### Work required
Return the full listing exactly as it is written.

Data for this exercise start

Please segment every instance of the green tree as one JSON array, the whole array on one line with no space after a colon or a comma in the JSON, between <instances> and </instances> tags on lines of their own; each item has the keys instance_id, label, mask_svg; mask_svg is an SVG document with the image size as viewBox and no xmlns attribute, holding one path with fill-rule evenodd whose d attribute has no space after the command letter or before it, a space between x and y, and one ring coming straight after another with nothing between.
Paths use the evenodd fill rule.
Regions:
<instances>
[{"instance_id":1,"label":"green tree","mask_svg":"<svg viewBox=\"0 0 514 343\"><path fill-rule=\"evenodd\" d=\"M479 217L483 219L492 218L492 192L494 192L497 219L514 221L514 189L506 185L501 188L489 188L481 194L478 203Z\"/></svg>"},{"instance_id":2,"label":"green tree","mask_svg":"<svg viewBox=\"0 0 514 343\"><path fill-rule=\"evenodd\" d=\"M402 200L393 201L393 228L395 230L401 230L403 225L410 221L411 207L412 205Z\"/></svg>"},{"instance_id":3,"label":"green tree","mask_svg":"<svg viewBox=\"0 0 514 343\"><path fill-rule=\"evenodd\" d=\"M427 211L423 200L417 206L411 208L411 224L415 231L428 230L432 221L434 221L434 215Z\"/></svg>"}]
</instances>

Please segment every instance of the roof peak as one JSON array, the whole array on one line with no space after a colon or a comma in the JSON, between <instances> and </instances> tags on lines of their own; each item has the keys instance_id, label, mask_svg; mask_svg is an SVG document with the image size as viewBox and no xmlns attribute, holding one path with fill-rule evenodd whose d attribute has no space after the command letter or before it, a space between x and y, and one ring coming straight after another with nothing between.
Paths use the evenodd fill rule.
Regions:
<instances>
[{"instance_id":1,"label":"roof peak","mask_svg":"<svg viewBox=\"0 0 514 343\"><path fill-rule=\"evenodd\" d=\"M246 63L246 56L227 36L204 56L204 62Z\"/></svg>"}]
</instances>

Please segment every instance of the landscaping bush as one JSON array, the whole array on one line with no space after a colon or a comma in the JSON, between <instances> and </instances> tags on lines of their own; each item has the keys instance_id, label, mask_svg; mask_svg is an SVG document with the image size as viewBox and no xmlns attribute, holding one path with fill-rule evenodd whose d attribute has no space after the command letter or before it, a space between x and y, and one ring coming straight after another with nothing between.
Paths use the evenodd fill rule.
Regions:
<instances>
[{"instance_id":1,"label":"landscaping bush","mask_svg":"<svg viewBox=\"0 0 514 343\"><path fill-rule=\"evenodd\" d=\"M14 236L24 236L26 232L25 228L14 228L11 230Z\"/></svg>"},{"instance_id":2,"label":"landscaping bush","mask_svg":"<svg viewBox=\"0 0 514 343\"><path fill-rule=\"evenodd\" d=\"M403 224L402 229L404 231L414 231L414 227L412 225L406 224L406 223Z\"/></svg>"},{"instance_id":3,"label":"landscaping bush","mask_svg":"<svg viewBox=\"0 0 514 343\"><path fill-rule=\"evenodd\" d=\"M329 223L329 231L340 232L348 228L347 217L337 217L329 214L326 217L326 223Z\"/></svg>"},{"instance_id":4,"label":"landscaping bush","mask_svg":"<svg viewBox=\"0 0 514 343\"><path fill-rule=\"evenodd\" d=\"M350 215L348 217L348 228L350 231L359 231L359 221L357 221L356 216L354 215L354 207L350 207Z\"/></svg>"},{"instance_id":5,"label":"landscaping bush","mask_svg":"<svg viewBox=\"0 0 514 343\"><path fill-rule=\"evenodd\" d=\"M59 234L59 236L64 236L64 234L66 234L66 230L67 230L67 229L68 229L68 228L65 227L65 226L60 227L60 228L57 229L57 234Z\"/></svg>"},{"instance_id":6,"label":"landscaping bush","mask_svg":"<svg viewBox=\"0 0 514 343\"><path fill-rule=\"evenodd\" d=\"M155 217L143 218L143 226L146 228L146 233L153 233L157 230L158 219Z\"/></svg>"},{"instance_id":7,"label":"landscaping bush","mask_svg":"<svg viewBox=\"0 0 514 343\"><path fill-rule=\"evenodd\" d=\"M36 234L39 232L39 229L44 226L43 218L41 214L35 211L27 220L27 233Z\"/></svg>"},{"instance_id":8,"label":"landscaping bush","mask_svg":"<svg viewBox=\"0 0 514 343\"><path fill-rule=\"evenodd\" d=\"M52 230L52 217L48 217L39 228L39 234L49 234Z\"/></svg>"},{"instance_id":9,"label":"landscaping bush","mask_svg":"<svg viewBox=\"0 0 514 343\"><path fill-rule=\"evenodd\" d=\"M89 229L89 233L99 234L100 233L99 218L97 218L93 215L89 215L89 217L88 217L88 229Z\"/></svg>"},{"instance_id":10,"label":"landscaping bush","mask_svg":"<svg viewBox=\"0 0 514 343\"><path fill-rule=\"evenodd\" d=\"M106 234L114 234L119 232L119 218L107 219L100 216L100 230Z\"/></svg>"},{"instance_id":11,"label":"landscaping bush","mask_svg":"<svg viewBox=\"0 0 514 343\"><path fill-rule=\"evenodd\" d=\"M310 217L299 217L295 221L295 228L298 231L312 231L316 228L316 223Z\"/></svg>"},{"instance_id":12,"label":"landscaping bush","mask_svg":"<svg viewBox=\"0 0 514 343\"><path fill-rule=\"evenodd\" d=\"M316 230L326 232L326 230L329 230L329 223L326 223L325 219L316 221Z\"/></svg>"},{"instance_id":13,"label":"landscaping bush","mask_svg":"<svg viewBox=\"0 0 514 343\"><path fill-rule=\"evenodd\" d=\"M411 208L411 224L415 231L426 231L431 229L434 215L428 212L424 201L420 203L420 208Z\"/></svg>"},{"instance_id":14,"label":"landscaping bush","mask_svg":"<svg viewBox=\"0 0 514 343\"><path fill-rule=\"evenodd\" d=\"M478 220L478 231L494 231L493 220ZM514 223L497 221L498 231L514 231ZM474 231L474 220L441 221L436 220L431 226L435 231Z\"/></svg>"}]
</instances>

Data for this exercise end

### Task solution
Please segment every instance of the green tree as one JSON array, the whole array on one line with no space after a colon or a comma in the JSON, between <instances> and </instances> tags on lines of their own; each item has the keys instance_id, label, mask_svg; mask_svg is an SVG document with the image size as viewBox and no xmlns attribute, holding one path with fill-rule evenodd whose d attribute has no space after the command letter or before it, a space between x and y, and one ring coming straight after another with nothing between.
Paths use the evenodd fill rule.
Regions:
<instances>
[{"instance_id":1,"label":"green tree","mask_svg":"<svg viewBox=\"0 0 514 343\"><path fill-rule=\"evenodd\" d=\"M479 217L483 219L492 218L492 192L494 192L497 219L514 221L514 189L506 185L501 188L489 188L481 194L478 203Z\"/></svg>"},{"instance_id":2,"label":"green tree","mask_svg":"<svg viewBox=\"0 0 514 343\"><path fill-rule=\"evenodd\" d=\"M402 200L393 201L393 228L395 230L401 230L403 225L410 221L411 207L412 205Z\"/></svg>"},{"instance_id":3,"label":"green tree","mask_svg":"<svg viewBox=\"0 0 514 343\"><path fill-rule=\"evenodd\" d=\"M427 211L423 200L417 206L411 208L411 224L415 231L428 230L432 221L434 221L434 215Z\"/></svg>"}]
</instances>

Please segment every instance of the roof peak as one JSON array, the whole array on one line with no space after a colon or a comma in the JSON, between <instances> and </instances> tags on lines of their own; each item has the keys instance_id, label, mask_svg; mask_svg is an SVG document with the image size as viewBox and no xmlns attribute, holding one path with fill-rule evenodd whose d attribute has no space after the command letter or before it, a space between x and y, and one ring coming straight after another with nothing between.
Paths use the evenodd fill rule.
Regions:
<instances>
[{"instance_id":1,"label":"roof peak","mask_svg":"<svg viewBox=\"0 0 514 343\"><path fill-rule=\"evenodd\" d=\"M246 63L246 56L227 36L204 56L204 62Z\"/></svg>"}]
</instances>

Please segment every instance of the landscaping bush as one JSON array, the whole array on one line with no space after a colon or a comma in the JSON, between <instances> and </instances> tags on lines of their own; each item has the keys instance_id, label, mask_svg; mask_svg is an SVG document with the image size as viewBox and no xmlns attribute, holding one path with fill-rule evenodd whose d attribute has no space after the command letter or before it, a space between x and y, and one ring coming straight after another with nothing between.
Paths use the evenodd fill rule.
Regions:
<instances>
[{"instance_id":1,"label":"landscaping bush","mask_svg":"<svg viewBox=\"0 0 514 343\"><path fill-rule=\"evenodd\" d=\"M14 236L24 236L26 232L25 228L14 228L11 230Z\"/></svg>"},{"instance_id":2,"label":"landscaping bush","mask_svg":"<svg viewBox=\"0 0 514 343\"><path fill-rule=\"evenodd\" d=\"M403 224L402 229L404 231L414 231L414 227L412 225L406 224L406 223Z\"/></svg>"},{"instance_id":3,"label":"landscaping bush","mask_svg":"<svg viewBox=\"0 0 514 343\"><path fill-rule=\"evenodd\" d=\"M329 223L329 231L340 232L348 228L347 217L337 217L329 214L326 217L326 223Z\"/></svg>"},{"instance_id":4,"label":"landscaping bush","mask_svg":"<svg viewBox=\"0 0 514 343\"><path fill-rule=\"evenodd\" d=\"M350 215L348 217L348 228L350 231L359 231L359 221L357 221L356 216L354 215L354 207L350 207Z\"/></svg>"},{"instance_id":5,"label":"landscaping bush","mask_svg":"<svg viewBox=\"0 0 514 343\"><path fill-rule=\"evenodd\" d=\"M59 234L59 236L64 236L64 234L66 234L66 230L67 230L67 229L68 229L68 228L65 227L65 226L60 227L60 228L57 229L57 234Z\"/></svg>"},{"instance_id":6,"label":"landscaping bush","mask_svg":"<svg viewBox=\"0 0 514 343\"><path fill-rule=\"evenodd\" d=\"M155 217L143 218L143 226L146 228L146 233L153 233L157 230L158 219Z\"/></svg>"},{"instance_id":7,"label":"landscaping bush","mask_svg":"<svg viewBox=\"0 0 514 343\"><path fill-rule=\"evenodd\" d=\"M36 234L39 232L39 229L44 226L43 218L41 214L35 211L27 220L27 233Z\"/></svg>"},{"instance_id":8,"label":"landscaping bush","mask_svg":"<svg viewBox=\"0 0 514 343\"><path fill-rule=\"evenodd\" d=\"M52 230L52 217L48 217L39 228L39 234L49 234Z\"/></svg>"},{"instance_id":9,"label":"landscaping bush","mask_svg":"<svg viewBox=\"0 0 514 343\"><path fill-rule=\"evenodd\" d=\"M89 229L89 233L99 234L100 233L99 218L97 218L93 215L89 215L89 217L88 217L88 229Z\"/></svg>"},{"instance_id":10,"label":"landscaping bush","mask_svg":"<svg viewBox=\"0 0 514 343\"><path fill-rule=\"evenodd\" d=\"M106 234L114 234L119 232L119 218L107 219L100 216L100 230Z\"/></svg>"},{"instance_id":11,"label":"landscaping bush","mask_svg":"<svg viewBox=\"0 0 514 343\"><path fill-rule=\"evenodd\" d=\"M310 217L299 217L295 221L295 228L298 231L312 231L316 228L316 223Z\"/></svg>"},{"instance_id":12,"label":"landscaping bush","mask_svg":"<svg viewBox=\"0 0 514 343\"><path fill-rule=\"evenodd\" d=\"M316 230L326 232L326 230L329 230L329 223L326 223L325 219L316 221Z\"/></svg>"},{"instance_id":13,"label":"landscaping bush","mask_svg":"<svg viewBox=\"0 0 514 343\"><path fill-rule=\"evenodd\" d=\"M411 208L411 224L415 231L426 231L431 229L434 215L428 212L424 201L420 203L420 208Z\"/></svg>"},{"instance_id":14,"label":"landscaping bush","mask_svg":"<svg viewBox=\"0 0 514 343\"><path fill-rule=\"evenodd\" d=\"M478 220L478 231L494 231L493 220ZM514 223L497 221L498 231L514 231ZM474 231L474 220L441 221L436 220L431 226L435 231Z\"/></svg>"}]
</instances>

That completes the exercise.